───── Extracted data ─────

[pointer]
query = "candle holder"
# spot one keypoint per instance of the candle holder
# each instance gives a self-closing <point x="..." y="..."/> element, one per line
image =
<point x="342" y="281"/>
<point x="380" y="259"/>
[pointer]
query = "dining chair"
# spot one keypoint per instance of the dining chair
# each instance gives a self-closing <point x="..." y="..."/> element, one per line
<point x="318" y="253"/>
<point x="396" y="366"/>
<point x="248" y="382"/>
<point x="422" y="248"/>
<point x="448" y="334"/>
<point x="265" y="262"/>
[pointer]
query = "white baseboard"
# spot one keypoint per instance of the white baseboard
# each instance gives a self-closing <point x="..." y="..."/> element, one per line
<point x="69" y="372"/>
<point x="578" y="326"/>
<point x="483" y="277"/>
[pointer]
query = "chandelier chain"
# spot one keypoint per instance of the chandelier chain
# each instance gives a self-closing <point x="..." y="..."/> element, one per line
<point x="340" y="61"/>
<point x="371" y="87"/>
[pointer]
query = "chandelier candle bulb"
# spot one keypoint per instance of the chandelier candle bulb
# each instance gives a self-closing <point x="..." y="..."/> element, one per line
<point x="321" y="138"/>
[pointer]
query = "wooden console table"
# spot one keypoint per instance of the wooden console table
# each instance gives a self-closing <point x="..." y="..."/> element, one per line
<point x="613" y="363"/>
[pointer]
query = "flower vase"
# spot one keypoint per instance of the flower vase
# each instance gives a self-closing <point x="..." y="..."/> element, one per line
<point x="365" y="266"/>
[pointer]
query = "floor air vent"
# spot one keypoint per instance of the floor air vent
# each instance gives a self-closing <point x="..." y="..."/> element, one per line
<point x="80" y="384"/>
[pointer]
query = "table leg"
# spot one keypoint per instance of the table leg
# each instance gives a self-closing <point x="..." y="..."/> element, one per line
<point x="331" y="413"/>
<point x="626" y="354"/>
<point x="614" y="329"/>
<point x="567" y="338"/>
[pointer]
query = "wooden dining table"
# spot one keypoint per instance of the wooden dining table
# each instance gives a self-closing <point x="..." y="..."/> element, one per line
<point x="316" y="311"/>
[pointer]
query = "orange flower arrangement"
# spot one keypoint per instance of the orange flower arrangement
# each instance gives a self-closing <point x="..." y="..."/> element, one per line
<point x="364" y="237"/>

─────

Objective:
Which lines of the records above contain the string "vent"? Copy each of them.

Correct output:
query = "floor air vent"
# spot one keypoint per instance of the floor air vent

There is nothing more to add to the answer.